Work to be completed:
From the listing below, collect every line that contains the string "bird" and copy each one out. Only matches with the same case count.

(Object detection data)
————
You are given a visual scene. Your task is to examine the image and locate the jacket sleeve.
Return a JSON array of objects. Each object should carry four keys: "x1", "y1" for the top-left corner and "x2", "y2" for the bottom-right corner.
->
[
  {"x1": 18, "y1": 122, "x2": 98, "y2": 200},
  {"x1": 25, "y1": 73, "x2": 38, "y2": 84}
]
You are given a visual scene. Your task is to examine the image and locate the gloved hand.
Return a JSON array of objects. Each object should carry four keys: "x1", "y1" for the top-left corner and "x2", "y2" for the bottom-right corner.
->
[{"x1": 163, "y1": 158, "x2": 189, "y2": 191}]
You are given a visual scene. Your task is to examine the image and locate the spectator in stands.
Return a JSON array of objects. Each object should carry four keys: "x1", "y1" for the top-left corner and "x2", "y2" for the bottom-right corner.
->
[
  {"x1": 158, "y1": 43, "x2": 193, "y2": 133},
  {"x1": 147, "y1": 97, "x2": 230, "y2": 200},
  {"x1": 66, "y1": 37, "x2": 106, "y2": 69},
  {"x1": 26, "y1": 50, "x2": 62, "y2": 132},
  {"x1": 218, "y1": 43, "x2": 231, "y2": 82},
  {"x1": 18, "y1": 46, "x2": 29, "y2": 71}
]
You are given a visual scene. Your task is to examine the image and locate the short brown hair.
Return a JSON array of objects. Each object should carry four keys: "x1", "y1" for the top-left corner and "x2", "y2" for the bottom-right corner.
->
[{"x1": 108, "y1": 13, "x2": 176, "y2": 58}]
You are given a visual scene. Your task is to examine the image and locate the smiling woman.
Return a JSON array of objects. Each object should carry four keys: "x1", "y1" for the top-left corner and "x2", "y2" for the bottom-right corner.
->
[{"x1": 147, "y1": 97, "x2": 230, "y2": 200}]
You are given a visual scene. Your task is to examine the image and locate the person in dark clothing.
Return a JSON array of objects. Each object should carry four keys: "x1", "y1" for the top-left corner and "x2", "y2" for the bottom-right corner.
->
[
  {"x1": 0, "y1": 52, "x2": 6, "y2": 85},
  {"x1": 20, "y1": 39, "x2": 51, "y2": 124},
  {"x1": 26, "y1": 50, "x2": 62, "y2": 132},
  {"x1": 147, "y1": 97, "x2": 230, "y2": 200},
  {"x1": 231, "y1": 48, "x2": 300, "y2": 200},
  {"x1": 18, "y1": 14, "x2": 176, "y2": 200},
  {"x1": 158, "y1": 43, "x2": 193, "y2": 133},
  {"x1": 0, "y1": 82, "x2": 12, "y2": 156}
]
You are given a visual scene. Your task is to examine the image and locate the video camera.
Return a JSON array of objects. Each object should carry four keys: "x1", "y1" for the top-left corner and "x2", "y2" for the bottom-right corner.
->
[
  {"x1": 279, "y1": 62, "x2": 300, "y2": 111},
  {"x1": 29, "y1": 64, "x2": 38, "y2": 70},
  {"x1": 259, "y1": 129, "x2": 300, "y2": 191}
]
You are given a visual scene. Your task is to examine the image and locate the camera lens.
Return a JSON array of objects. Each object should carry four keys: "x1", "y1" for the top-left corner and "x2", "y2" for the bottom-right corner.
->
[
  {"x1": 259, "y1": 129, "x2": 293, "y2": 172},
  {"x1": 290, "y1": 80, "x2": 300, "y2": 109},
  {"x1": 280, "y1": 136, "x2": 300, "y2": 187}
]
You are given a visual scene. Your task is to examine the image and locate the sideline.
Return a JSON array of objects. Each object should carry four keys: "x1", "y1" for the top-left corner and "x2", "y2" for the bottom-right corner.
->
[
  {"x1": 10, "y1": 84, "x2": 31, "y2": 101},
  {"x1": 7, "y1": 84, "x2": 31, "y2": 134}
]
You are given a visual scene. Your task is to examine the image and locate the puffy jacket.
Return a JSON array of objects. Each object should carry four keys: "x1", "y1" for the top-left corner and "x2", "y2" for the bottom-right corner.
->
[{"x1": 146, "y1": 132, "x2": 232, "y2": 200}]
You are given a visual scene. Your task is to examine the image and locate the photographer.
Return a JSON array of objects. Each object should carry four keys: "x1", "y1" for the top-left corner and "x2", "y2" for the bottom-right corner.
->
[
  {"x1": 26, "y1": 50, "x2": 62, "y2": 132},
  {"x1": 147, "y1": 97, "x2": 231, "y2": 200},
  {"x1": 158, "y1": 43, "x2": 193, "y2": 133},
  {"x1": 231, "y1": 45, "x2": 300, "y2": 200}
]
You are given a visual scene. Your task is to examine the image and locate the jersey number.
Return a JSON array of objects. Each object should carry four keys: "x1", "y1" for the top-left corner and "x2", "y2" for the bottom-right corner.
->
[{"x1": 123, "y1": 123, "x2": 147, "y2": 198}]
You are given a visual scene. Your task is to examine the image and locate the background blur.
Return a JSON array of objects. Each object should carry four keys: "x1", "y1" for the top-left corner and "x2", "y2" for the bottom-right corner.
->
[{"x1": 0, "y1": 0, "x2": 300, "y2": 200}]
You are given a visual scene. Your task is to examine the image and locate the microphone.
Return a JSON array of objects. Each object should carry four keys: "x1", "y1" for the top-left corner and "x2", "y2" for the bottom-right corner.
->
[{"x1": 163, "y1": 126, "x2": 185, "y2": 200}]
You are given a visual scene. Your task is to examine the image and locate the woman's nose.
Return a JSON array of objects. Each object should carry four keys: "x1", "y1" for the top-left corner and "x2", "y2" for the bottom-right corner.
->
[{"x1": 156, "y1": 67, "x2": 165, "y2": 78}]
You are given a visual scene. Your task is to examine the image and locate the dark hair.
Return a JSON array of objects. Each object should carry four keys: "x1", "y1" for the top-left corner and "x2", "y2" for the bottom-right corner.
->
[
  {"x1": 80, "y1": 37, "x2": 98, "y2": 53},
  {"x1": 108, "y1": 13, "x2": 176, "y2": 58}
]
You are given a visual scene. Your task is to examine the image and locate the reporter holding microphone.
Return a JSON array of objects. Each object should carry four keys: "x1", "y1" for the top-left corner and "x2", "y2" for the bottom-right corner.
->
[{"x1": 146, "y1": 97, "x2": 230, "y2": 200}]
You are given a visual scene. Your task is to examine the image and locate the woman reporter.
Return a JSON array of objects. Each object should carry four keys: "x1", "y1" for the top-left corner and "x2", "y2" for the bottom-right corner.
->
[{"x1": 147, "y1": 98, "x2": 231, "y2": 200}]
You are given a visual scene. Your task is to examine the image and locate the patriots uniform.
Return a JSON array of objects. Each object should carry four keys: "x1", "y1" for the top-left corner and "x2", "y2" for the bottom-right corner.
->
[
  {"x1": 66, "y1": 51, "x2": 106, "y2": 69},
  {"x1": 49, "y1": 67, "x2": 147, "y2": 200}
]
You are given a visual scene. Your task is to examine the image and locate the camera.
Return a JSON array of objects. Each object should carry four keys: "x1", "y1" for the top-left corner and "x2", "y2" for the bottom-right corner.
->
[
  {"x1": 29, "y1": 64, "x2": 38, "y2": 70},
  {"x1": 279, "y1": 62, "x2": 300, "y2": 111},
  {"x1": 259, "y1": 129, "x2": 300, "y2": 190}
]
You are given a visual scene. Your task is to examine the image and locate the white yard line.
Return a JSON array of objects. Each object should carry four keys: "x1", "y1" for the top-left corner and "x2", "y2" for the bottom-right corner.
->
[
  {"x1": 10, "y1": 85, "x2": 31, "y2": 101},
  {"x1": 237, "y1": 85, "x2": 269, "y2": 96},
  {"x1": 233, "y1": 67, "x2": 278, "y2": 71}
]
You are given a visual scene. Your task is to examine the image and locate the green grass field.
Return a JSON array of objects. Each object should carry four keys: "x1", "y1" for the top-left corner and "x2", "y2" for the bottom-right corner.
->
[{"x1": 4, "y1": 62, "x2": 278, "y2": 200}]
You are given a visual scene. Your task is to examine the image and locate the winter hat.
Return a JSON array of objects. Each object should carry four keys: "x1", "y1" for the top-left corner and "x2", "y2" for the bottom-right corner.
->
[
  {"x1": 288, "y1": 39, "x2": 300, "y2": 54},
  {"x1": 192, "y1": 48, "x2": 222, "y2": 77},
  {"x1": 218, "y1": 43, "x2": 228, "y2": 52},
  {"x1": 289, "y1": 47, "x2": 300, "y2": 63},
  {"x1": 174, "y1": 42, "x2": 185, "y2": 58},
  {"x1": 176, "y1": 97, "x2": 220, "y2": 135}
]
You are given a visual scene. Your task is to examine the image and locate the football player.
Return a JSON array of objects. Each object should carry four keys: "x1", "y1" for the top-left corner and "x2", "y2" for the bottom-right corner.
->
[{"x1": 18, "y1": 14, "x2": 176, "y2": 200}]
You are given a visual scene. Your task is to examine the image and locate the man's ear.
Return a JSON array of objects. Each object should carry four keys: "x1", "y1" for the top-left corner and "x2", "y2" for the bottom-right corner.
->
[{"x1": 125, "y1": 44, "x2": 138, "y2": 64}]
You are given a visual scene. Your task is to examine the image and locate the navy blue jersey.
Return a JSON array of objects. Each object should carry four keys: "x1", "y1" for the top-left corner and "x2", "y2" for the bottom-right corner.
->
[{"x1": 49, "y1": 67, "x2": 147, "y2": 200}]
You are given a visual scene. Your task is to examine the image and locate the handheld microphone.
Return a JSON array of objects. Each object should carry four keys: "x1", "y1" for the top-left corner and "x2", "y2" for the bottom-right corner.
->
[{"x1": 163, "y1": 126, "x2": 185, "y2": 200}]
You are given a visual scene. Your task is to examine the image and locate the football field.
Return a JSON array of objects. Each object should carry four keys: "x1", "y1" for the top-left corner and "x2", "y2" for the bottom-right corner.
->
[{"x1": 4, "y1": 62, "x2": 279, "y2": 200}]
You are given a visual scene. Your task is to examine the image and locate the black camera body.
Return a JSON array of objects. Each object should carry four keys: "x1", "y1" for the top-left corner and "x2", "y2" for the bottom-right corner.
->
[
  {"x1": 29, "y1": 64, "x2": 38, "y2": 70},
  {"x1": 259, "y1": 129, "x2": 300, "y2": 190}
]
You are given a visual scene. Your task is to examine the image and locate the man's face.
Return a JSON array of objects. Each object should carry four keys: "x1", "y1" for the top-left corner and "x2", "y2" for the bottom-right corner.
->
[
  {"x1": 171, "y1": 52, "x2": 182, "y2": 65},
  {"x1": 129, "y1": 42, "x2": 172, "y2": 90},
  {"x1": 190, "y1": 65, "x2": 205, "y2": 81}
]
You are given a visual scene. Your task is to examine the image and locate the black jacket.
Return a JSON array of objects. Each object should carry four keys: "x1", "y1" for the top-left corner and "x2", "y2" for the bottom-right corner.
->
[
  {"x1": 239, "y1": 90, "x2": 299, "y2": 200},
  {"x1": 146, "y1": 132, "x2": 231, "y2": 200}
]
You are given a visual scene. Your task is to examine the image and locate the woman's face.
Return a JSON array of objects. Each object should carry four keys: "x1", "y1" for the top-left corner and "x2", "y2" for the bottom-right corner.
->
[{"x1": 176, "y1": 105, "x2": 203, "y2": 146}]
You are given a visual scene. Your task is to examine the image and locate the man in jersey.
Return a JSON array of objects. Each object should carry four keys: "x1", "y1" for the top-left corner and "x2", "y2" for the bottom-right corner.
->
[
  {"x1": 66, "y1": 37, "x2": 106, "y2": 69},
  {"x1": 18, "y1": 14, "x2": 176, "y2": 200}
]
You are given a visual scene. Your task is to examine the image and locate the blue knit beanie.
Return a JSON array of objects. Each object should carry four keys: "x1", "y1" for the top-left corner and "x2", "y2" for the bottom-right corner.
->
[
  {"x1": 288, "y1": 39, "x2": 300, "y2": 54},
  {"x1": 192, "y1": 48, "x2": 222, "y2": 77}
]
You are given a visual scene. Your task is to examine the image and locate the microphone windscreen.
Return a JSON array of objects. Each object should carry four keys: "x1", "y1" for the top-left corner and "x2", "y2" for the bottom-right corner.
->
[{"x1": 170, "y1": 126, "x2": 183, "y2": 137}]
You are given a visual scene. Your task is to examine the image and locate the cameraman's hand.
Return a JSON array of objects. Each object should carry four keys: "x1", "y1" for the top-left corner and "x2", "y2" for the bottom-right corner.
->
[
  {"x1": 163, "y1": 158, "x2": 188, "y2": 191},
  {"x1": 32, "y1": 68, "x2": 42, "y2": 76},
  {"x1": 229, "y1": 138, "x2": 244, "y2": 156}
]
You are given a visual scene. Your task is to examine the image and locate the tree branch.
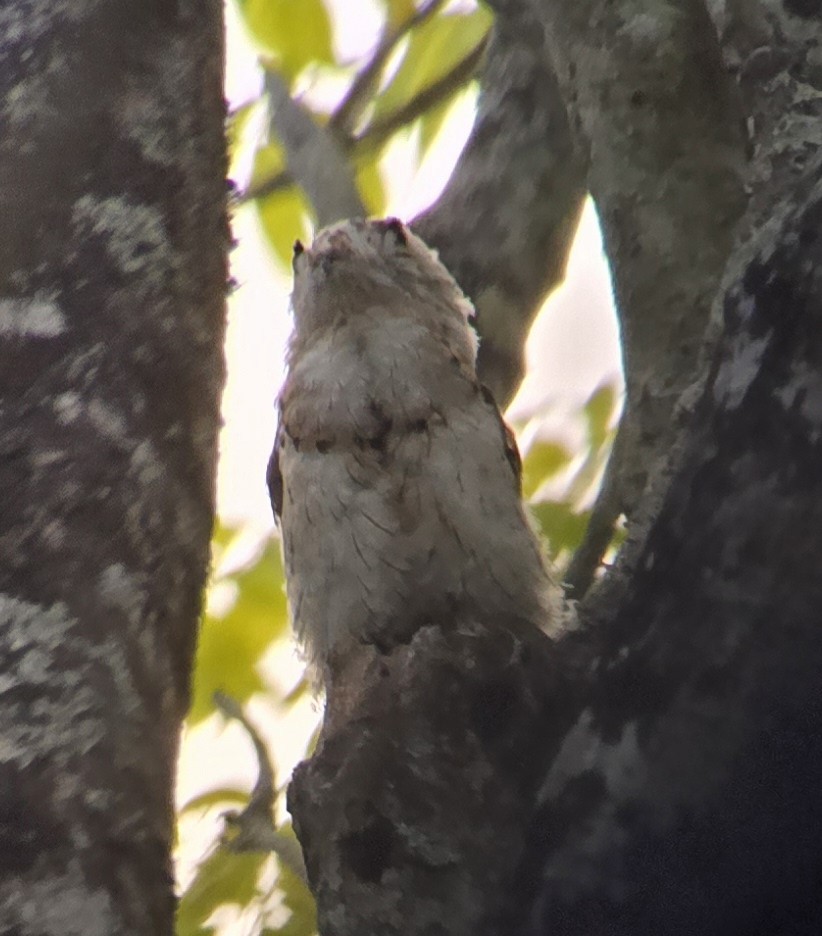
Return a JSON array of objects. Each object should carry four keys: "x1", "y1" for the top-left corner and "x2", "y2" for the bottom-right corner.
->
[
  {"x1": 535, "y1": 0, "x2": 746, "y2": 532},
  {"x1": 413, "y1": 4, "x2": 587, "y2": 406},
  {"x1": 265, "y1": 70, "x2": 366, "y2": 227}
]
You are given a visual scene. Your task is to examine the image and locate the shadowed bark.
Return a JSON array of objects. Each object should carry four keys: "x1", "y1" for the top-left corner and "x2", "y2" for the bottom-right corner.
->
[{"x1": 0, "y1": 0, "x2": 227, "y2": 936}]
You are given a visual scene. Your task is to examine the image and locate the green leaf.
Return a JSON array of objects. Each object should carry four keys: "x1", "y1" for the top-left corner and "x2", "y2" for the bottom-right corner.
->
[
  {"x1": 240, "y1": 0, "x2": 334, "y2": 80},
  {"x1": 583, "y1": 384, "x2": 618, "y2": 449},
  {"x1": 176, "y1": 848, "x2": 268, "y2": 936},
  {"x1": 522, "y1": 441, "x2": 573, "y2": 500},
  {"x1": 188, "y1": 540, "x2": 288, "y2": 724},
  {"x1": 355, "y1": 152, "x2": 386, "y2": 216},
  {"x1": 256, "y1": 185, "x2": 311, "y2": 269},
  {"x1": 177, "y1": 787, "x2": 248, "y2": 814},
  {"x1": 531, "y1": 500, "x2": 590, "y2": 559},
  {"x1": 372, "y1": 8, "x2": 492, "y2": 121},
  {"x1": 248, "y1": 140, "x2": 286, "y2": 191},
  {"x1": 383, "y1": 0, "x2": 415, "y2": 27},
  {"x1": 420, "y1": 97, "x2": 459, "y2": 160}
]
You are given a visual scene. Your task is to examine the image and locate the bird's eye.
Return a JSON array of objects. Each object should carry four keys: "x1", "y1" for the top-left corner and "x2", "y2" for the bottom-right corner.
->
[
  {"x1": 320, "y1": 250, "x2": 344, "y2": 276},
  {"x1": 382, "y1": 218, "x2": 408, "y2": 247}
]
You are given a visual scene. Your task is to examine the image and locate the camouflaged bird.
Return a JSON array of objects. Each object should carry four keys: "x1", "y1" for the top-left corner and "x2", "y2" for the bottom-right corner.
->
[{"x1": 268, "y1": 219, "x2": 554, "y2": 676}]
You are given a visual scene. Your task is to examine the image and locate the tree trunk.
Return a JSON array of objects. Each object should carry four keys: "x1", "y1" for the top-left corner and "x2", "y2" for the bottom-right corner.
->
[
  {"x1": 289, "y1": 0, "x2": 822, "y2": 936},
  {"x1": 0, "y1": 0, "x2": 227, "y2": 936}
]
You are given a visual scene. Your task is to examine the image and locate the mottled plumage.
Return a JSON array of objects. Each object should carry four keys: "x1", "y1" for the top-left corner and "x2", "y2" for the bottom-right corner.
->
[{"x1": 268, "y1": 220, "x2": 551, "y2": 671}]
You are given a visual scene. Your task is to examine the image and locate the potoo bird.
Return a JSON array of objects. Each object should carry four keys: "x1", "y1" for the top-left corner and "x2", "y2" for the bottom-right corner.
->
[{"x1": 268, "y1": 219, "x2": 552, "y2": 674}]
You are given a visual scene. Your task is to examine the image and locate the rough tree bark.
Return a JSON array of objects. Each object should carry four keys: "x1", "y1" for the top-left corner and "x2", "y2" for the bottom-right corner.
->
[
  {"x1": 280, "y1": 0, "x2": 822, "y2": 936},
  {"x1": 0, "y1": 0, "x2": 227, "y2": 936}
]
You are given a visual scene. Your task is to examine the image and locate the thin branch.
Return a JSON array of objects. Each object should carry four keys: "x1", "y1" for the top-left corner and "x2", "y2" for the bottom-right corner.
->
[
  {"x1": 356, "y1": 36, "x2": 488, "y2": 152},
  {"x1": 265, "y1": 71, "x2": 366, "y2": 226},
  {"x1": 214, "y1": 692, "x2": 308, "y2": 883},
  {"x1": 237, "y1": 38, "x2": 487, "y2": 206},
  {"x1": 329, "y1": 0, "x2": 444, "y2": 137}
]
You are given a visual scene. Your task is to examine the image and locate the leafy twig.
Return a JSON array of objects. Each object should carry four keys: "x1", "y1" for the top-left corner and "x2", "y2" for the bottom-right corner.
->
[
  {"x1": 329, "y1": 0, "x2": 445, "y2": 137},
  {"x1": 214, "y1": 692, "x2": 308, "y2": 883}
]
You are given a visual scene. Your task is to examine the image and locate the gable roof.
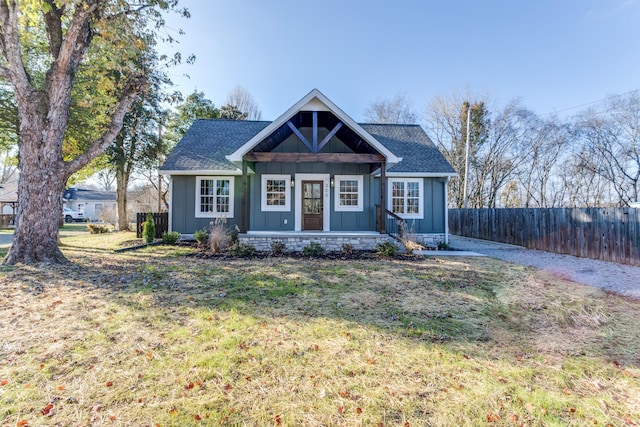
————
Output:
You are given a visual scene. Your task is to examine the image and locate the bird's eye.
You are given a visual scene. Your task is to examine the image and locate the camouflaged bird.
You are given a visual scene. Your task is to examine the image and locate the potoo bird.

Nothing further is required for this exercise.